== REQUIRED TASK ==
Reproduce the listing below verbatim, every line in its original order.

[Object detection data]
——————————
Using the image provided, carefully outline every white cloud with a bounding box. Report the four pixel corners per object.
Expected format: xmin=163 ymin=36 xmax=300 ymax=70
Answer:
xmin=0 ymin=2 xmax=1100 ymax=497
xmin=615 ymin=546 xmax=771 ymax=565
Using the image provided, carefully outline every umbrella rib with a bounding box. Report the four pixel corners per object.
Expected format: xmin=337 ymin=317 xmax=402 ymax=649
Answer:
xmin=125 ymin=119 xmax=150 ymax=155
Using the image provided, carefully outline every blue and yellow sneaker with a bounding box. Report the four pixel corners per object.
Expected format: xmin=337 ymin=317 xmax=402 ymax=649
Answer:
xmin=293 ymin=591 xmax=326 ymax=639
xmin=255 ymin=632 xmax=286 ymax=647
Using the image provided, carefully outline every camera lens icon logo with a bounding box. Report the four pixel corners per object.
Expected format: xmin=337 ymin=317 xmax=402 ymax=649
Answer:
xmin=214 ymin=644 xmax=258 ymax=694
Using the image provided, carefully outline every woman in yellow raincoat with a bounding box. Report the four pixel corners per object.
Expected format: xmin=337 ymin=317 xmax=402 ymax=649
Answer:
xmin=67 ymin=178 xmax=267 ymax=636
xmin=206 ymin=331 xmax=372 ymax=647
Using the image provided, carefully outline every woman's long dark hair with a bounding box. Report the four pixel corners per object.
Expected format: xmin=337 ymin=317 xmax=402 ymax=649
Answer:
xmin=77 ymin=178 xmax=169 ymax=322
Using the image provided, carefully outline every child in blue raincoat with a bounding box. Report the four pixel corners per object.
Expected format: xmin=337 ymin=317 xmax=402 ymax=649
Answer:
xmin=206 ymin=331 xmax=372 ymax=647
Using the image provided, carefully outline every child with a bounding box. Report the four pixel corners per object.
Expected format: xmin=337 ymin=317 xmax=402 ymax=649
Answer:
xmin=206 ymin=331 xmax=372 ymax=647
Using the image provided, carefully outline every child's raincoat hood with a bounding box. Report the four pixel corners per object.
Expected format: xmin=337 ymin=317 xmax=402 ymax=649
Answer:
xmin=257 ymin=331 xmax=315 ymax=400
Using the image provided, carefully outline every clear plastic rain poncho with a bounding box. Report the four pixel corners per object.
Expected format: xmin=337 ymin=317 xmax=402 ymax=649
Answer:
——————————
== RESPONSE ==
Using the image provided, carefully outline every white cloud with a bounding box. Report the four pixel corners per object.
Expected format: xmin=163 ymin=36 xmax=300 ymax=70
Answer:
xmin=0 ymin=2 xmax=1100 ymax=497
xmin=615 ymin=546 xmax=771 ymax=565
Using the image provided, carefully outline every umbrella rib with a bounding box. Report the four pixel corners per object.
Expected format: xmin=337 ymin=317 xmax=402 ymax=649
Answer:
xmin=125 ymin=119 xmax=150 ymax=155
Using the image provided, carefully outline every blue and yellow sneaker with a bounding box. Report the four pixel corners per object.
Expected format: xmin=337 ymin=317 xmax=402 ymax=649
Answer:
xmin=293 ymin=591 xmax=326 ymax=639
xmin=255 ymin=632 xmax=286 ymax=647
Using the image provided, carefully outline every camera lens icon logo with a bounding box. Report the four pixel corners per object.
Expected format: xmin=337 ymin=317 xmax=402 ymax=649
Answer:
xmin=214 ymin=644 xmax=258 ymax=694
Using the image provided, carefully outline every woman in yellow raincoat with a bounding box. Report the four pixel corners per object.
Expected format: xmin=337 ymin=317 xmax=402 ymax=649
Answer:
xmin=67 ymin=178 xmax=267 ymax=636
xmin=206 ymin=331 xmax=372 ymax=647
Using the image provided, carefully outline every woman's long dark hair with a bounding box. Report the four pixel corners per object.
Expected format: xmin=337 ymin=317 xmax=402 ymax=649
Answer:
xmin=77 ymin=178 xmax=169 ymax=322
Using the image provided, carefully outline every child in blue raincoat with a bounding box. Report the four pixel corners per object.
Expected format: xmin=337 ymin=317 xmax=402 ymax=649
Answer:
xmin=206 ymin=331 xmax=372 ymax=647
Using the image provided, carefully outline every child with a bounding box. Report the four pixel corners per object.
Expected format: xmin=337 ymin=317 xmax=402 ymax=649
Answer:
xmin=206 ymin=331 xmax=372 ymax=647
Using the image provided, carefully outline every child's raincoat hood with a bounding box. Report the four pixel corners per object.
Expected format: xmin=337 ymin=317 xmax=402 ymax=649
Answer:
xmin=257 ymin=331 xmax=315 ymax=400
Using the image provided, carefully outline every clear plastic rain poncho with a bounding box. Report the four pixel corners per object.
Expected format: xmin=337 ymin=317 xmax=402 ymax=649
Answer:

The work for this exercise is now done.